Restate, word for word, all of the material shown below.

[start]

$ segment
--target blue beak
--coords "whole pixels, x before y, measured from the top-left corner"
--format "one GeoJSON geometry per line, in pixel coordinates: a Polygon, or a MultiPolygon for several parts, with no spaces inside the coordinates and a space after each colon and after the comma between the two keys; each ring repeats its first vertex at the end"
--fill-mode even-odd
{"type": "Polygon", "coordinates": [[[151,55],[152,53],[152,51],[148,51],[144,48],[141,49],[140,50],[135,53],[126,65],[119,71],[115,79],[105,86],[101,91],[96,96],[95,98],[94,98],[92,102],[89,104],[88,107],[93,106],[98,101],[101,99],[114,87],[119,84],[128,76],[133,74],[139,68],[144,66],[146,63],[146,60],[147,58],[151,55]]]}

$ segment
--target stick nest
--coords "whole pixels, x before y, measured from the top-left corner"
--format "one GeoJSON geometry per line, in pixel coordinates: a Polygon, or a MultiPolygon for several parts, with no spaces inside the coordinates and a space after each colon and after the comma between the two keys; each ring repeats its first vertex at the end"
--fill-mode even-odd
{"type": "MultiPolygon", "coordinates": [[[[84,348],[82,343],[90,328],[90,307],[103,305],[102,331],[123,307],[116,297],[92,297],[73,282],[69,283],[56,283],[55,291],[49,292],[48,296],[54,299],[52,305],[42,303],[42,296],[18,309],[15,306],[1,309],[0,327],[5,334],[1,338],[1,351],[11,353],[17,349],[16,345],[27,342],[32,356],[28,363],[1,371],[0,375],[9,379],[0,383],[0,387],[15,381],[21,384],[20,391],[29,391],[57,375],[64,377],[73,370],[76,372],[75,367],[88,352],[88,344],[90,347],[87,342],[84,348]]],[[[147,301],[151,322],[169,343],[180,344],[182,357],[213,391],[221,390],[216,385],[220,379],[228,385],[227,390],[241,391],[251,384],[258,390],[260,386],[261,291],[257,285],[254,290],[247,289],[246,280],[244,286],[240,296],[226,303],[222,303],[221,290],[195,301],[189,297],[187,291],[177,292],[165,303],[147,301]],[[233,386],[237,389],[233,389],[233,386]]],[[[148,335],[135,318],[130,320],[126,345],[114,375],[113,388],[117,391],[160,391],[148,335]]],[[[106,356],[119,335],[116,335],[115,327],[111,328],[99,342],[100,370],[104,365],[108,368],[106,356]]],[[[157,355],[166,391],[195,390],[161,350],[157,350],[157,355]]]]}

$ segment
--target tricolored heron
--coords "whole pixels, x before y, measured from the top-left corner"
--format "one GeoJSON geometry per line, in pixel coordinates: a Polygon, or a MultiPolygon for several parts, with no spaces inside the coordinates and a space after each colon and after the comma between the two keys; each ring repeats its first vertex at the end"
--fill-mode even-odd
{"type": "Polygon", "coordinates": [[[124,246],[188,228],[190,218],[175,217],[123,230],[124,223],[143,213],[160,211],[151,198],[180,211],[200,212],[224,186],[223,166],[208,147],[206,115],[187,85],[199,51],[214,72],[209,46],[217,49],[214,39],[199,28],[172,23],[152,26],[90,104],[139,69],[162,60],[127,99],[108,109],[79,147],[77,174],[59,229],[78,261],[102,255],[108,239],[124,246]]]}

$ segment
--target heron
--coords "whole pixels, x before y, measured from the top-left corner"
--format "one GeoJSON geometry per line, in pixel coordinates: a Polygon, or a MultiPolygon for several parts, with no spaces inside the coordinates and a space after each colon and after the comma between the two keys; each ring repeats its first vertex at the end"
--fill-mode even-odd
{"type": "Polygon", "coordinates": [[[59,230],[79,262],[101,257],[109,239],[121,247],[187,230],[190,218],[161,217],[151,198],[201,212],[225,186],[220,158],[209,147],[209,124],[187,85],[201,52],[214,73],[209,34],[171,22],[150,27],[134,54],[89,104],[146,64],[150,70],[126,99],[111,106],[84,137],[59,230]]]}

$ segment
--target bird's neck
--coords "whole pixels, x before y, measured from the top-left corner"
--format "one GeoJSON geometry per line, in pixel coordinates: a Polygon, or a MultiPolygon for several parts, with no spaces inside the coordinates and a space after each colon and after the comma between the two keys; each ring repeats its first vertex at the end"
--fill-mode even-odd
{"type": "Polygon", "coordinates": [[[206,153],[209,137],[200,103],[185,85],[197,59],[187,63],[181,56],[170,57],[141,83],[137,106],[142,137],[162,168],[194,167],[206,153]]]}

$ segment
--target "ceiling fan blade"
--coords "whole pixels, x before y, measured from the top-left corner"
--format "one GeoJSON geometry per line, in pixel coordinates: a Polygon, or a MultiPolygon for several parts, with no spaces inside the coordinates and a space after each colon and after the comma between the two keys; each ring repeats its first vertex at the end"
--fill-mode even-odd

[end]

Result of this exercise:
$ segment
--target blue beak
--coords "whole pixels, x before y, measured from the top-left corner"
--format "one GeoJSON geometry per line, in pixel coordinates: a Polygon, or a MultiPolygon for several parts, with no spaces inside the coordinates and a space after each colon and after the comma between the two keys; each ring repeats its first vertex at the end"
--fill-mode even-odd
{"type": "Polygon", "coordinates": [[[151,55],[152,53],[152,51],[148,51],[144,48],[141,49],[140,50],[135,53],[126,65],[119,71],[115,79],[105,86],[101,91],[96,96],[95,98],[94,98],[92,102],[89,104],[88,107],[93,106],[98,101],[101,99],[114,87],[119,84],[128,76],[133,74],[139,68],[144,66],[146,63],[146,60],[147,58],[151,55]]]}

$ segment
--target stick nest
--coords "whole pixels, x before y, measured from the top-left corner"
--format "one GeoJSON geometry per line, in pixel coordinates: a Polygon, or a MultiPolygon for several parts, with no spaces inside the coordinates and a space after each colon and after the comma between the two keys; each ring repeats its first vertex at the end"
--fill-mode even-odd
{"type": "MultiPolygon", "coordinates": [[[[84,348],[82,343],[90,328],[90,307],[103,305],[102,331],[123,307],[116,297],[92,297],[73,282],[69,283],[56,283],[55,291],[49,292],[48,296],[54,299],[52,305],[42,303],[42,296],[18,309],[15,306],[1,309],[0,327],[5,334],[1,338],[1,351],[11,353],[17,349],[16,345],[27,342],[32,356],[28,363],[1,371],[0,375],[9,379],[0,383],[0,387],[15,381],[21,384],[20,391],[29,391],[57,375],[64,377],[73,370],[76,372],[75,367],[88,352],[88,344],[90,347],[87,342],[84,348]]],[[[147,301],[151,322],[169,343],[180,344],[182,357],[213,391],[221,390],[216,385],[220,379],[228,385],[227,390],[241,391],[251,384],[258,390],[260,386],[261,291],[257,285],[254,290],[247,289],[246,280],[244,286],[240,296],[226,303],[222,303],[221,290],[195,301],[189,297],[187,291],[177,292],[165,303],[147,301]],[[233,386],[237,389],[233,389],[233,386]]],[[[148,335],[135,318],[130,320],[126,345],[114,375],[113,388],[117,391],[160,391],[148,335]]],[[[106,356],[119,335],[116,335],[115,327],[111,328],[99,342],[100,370],[104,365],[108,368],[106,356]]],[[[157,355],[166,391],[195,390],[161,350],[157,350],[157,355]]]]}

$ segment
--target tricolored heron
--coords "whole pixels, x before y, measured from the top-left corner"
--format "one GeoJSON geometry per line, in pixel coordinates: a Polygon, or a MultiPolygon for several parts, with no spaces inside the coordinates and a space after each colon and after the comma between the two keys; each ring repeats its first vertex at the end"
--fill-mode even-odd
{"type": "Polygon", "coordinates": [[[124,246],[188,228],[190,218],[175,217],[123,230],[124,223],[143,213],[160,211],[151,198],[180,211],[200,212],[224,186],[223,166],[208,147],[206,115],[187,85],[199,51],[214,72],[209,46],[217,49],[214,39],[199,28],[172,23],[152,26],[90,104],[139,69],[162,60],[127,99],[108,109],[79,147],[77,174],[59,229],[78,261],[102,255],[108,239],[124,246]]]}

$ segment
--target heron
--coords "whole pixels, x before y, measured from the top-left corner"
--format "one GeoJSON geometry per line, in pixel coordinates: a Polygon, or a MultiPolygon for several parts, with no spaces inside the coordinates and a space after each colon and after the comma between the two keys; each ring repeats its first vertex at the end"
--fill-mode even-odd
{"type": "Polygon", "coordinates": [[[59,230],[79,262],[101,257],[109,239],[121,247],[187,230],[190,218],[161,217],[151,198],[201,212],[225,186],[220,158],[209,147],[209,124],[187,85],[201,52],[214,73],[209,34],[171,22],[150,27],[134,54],[89,104],[146,64],[150,70],[126,99],[111,106],[84,137],[59,230]]]}

$ segment
--target bird's neck
--coords "whole pixels, x before y, measured from the top-left corner"
--format "one GeoJSON geometry per line, in pixel coordinates: a Polygon, or a MultiPolygon for several parts, with no spaces inside the coordinates and a space after each colon and after the comma between the two keys; each ring repeats its first vertex at the end"
--fill-mode even-odd
{"type": "Polygon", "coordinates": [[[206,153],[209,137],[200,103],[185,85],[197,59],[187,63],[181,56],[170,57],[141,83],[137,106],[142,137],[162,168],[194,167],[206,153]]]}

$ segment
--target "ceiling fan blade"
--coords "whole pixels, x before y, measured from the top-left corner"
--format "one GeoJSON geometry per line, in pixel coordinates: a Polygon, or a MultiPolygon for several parts, with no spaces inside the coordinates and a space after each colon and after the comma between the two keys; each ring repeats its first vertex at the end"
--fill-mode even-odd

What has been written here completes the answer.